Copy all the records below line for line, with no changes. Leave the pictures out.
::: Data section
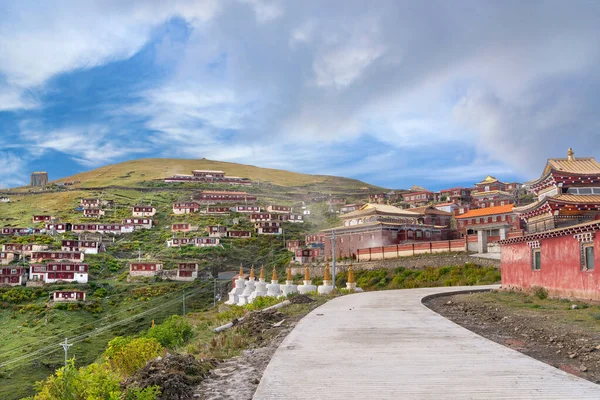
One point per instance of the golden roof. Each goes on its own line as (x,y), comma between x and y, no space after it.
(374,208)
(488,179)
(576,165)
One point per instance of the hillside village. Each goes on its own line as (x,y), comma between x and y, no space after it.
(199,228)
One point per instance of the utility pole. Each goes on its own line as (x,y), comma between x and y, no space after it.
(66,346)
(215,293)
(333,257)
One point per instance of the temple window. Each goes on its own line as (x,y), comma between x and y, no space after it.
(536,259)
(587,256)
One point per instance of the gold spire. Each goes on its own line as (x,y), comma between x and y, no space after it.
(350,274)
(327,274)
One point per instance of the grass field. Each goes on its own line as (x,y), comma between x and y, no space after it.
(136,171)
(28,327)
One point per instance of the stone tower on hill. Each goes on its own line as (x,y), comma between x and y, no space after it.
(39,179)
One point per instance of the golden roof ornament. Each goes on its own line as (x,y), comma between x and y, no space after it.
(350,274)
(327,274)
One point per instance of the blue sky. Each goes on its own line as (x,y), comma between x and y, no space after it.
(391,92)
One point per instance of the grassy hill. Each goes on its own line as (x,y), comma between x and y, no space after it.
(134,172)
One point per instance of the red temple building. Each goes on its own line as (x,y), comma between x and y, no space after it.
(558,251)
(377,225)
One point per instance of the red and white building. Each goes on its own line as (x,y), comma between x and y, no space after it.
(58,228)
(6,257)
(139,223)
(85,246)
(13,276)
(292,245)
(262,217)
(279,209)
(238,234)
(68,296)
(247,209)
(308,255)
(115,229)
(558,252)
(73,256)
(41,218)
(209,176)
(187,272)
(178,242)
(217,210)
(183,227)
(93,212)
(376,225)
(459,195)
(268,228)
(216,231)
(143,211)
(215,196)
(185,207)
(207,242)
(419,198)
(290,218)
(144,268)
(58,272)
(314,239)
(25,249)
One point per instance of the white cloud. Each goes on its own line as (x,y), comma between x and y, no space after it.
(12,170)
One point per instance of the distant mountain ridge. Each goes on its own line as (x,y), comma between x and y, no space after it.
(134,172)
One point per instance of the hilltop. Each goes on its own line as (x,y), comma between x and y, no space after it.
(139,172)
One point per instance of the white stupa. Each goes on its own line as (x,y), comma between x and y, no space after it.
(248,289)
(326,287)
(289,286)
(234,294)
(273,288)
(260,288)
(307,286)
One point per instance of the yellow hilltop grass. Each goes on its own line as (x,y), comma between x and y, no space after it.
(135,171)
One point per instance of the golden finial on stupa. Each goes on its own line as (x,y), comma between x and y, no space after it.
(327,274)
(350,274)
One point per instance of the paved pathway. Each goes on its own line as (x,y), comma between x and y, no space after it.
(388,345)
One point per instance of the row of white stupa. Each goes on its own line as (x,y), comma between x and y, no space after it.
(245,291)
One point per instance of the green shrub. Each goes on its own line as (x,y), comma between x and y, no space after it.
(173,332)
(126,355)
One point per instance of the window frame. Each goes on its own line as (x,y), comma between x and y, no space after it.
(533,259)
(584,256)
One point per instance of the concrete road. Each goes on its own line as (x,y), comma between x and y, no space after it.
(388,345)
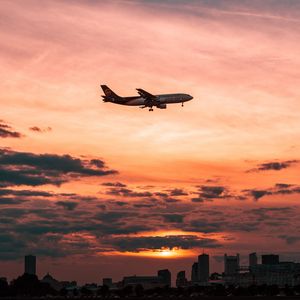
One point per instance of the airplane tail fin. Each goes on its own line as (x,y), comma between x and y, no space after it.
(109,94)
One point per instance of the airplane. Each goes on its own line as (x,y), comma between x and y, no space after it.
(145,99)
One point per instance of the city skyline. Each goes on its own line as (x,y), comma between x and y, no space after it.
(85,185)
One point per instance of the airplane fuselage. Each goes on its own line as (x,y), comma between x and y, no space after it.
(163,99)
(145,99)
::::::
Finished exercise:
One point per instance of the golden roof. Each goes on its own line as (x,y), comma between x and y, no space after it.
(374,208)
(488,179)
(576,165)
One point per instance of the hillside village. Each goes on its own line as (x,y), comma between x and y, no space after it.
(199,228)
One point per instance of the utility pole. Each goes on its own line as (x,y), comma between x and y, no space after it.
(66,346)
(215,293)
(333,257)
One point per instance of the temple window. Each goes on its own line as (x,y), comma between x and y, no space after it.
(536,259)
(587,256)
One point per instance of the gold spire. Each goes on its own line as (x,y), comma between x and y, no space after it.
(350,274)
(327,274)
One point per instance of the grass field. Each goes on its own line as (x,y), comma between x and y, no space after it.
(136,171)
(28,327)
One point per instance of the stone tower on hill. Each goes on its own line as (x,y), comma between x and y, no space after it.
(39,179)
One point per instance of the golden roof ornament. Each goes on its own line as (x,y), comma between x and y, no space after it.
(350,274)
(327,274)
One point per instance of the blue sky. Each goes on its own line as (x,y), comma between x and y, no space after it.
(391,92)
One point per instance of the grassy hill. Each goes on its own line as (x,y), comma between x and y, no space after it.
(134,172)
One point per instance of the red temple building. Each goes on its own line as (x,y), comma between x and y, no space after it.
(558,251)
(377,225)
One point per instance of the red and white building. Each goes on its own line as (x,y), comma between x and y, no space after it.
(58,228)
(6,257)
(139,223)
(85,246)
(13,276)
(292,245)
(262,217)
(279,209)
(238,234)
(68,296)
(247,209)
(308,255)
(115,229)
(558,252)
(73,256)
(41,218)
(209,176)
(187,272)
(178,242)
(217,210)
(183,227)
(93,212)
(376,225)
(459,195)
(268,228)
(216,231)
(143,211)
(215,196)
(185,207)
(207,242)
(419,198)
(290,218)
(144,268)
(58,272)
(314,239)
(25,249)
One point per instance of the white cloud. Each goes on its own line as (x,y), comma between x and y, no space after it.
(12,170)
One point per instance of the distant mountain ridge. Each goes on its own line as (x,y), comma between x and y, no space after it.
(134,172)
One point per instance of the hilltop. Each goes on its own line as (x,y), comma between x and y, no space after it.
(139,172)
One point per instance of the white stupa. Each goes on its own line as (x,y), comma between x and y, no space after it.
(248,289)
(326,287)
(289,286)
(234,294)
(273,288)
(260,288)
(307,286)
One point per instance of the yellow hilltop grass. Each goes on its own line as (x,y), comma between x and y, no space after it.
(135,171)
One point per instance of the golden finial on stupa. Each goes on its own line as (x,y), comma between x and y, no space after it.
(327,274)
(350,274)
One point per instance of the paved pathway. Each goes on its own line as (x,y), comma between x and y, no space after it.
(388,345)
One point per instance of the row of white stupa. Each goes on its own line as (x,y), comma between x and y, no space after it.
(245,291)
One point per instance of the green shrub. Each goes on its own line as (x,y), comma between x and y, no space after it.
(173,332)
(126,355)
One point per instance of the window frame. Each goes on its own line as (x,y), comma between x and y, no space after it.
(533,259)
(584,256)
One point per instance of the concrete road. Each goes on its own line as (x,y), comma between x and y, no space after it.
(388,345)
One point per instance of the airplane tail fin. Each goes on its own line as (x,y), comma between x and y, no space after it.
(109,94)
One point per instance of the airplane. Each goes on its own line as (x,y), comma between x and y, no space after it.
(145,99)
One point per instance of the city skyline. Each goes on its own line as (x,y), comma between x and y, no space after it.
(85,185)
One point per instance of the airplane fuselage. Each goes on its own line as (x,y), comma between x and y, no space after it.
(163,99)
(145,99)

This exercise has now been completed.